Passage for review:
::::::::::

A pediatrician and infectious disease specialist warns of the resurgence of measles, the antivaccine movement, and how we can prepare for the next pandemic
Every single child diagnosed with measles represents a system failure—an inexcusable unforced error. The technology to prevent essentially 100 percent of measles cases has been in our hands since before the moon landing. But this serious airborne disease, once seemingly defeated, is resurgent around the globe. Why, at a time when biomedical science is so advanced, do parents turn away from vaccination, endangering their own children and the health of the wider population?
Using a combination of patient narrative, historical analysis, and scientific research, Dr. Adam Ratner, pediatrician and infectious disease specialist, argues that the reawakening of measles and the subsequent coronavirus pandemic are bellwethers of forgotten knowledge—indicators of decaying trust in science and an underfunded public health infrastructure. Our collective amnesia is starkly revealed in the growth of the antivaccine movement and the missteps in our responses to the beginning of the coronavirus outbreak, leading to preventable tragedies in both cases.

::::::::::

Listed entries:
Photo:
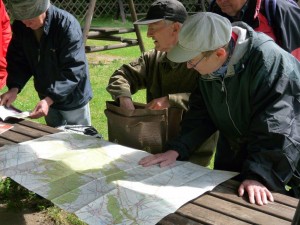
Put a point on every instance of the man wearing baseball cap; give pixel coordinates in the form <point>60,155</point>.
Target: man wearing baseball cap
<point>167,84</point>
<point>47,44</point>
<point>250,87</point>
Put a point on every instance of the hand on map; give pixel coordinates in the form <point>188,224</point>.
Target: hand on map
<point>159,103</point>
<point>42,108</point>
<point>257,192</point>
<point>163,159</point>
<point>9,97</point>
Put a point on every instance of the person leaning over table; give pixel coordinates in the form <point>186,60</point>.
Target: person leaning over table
<point>167,84</point>
<point>250,88</point>
<point>47,43</point>
<point>5,36</point>
<point>277,18</point>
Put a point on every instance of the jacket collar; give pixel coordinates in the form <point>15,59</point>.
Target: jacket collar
<point>49,15</point>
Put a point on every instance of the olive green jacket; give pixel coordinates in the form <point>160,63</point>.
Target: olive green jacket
<point>159,76</point>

::::::::::

What to work on:
#1 In the passage on measles, which three approaches does Dr. Adam Ratner combine to make his argument?
#2 Quote the passage on measles word for word, starting at the words "Using a combination" and stopping after "in both cases.".

Answers for the exercise:
#1
- Patient narrative
- Historical analysis
- Scientific research

#2
Using a combination of patient narrative, historical analysis, and scientific research, Dr. Adam Ratner, pediatrician and infectious disease specialist, argues that the reawakening of measles and the subsequent coronavirus pandemic are bellwethers of forgotten knowledge—indicators of decaying trust in science and an underfunded public health infrastructure. Our collective amnesia is starkly revealed in the growth of the antivaccine movement and the missteps in our responses to the beginning of the coronavirus outbreak, leading to preventable tragedies in both cases.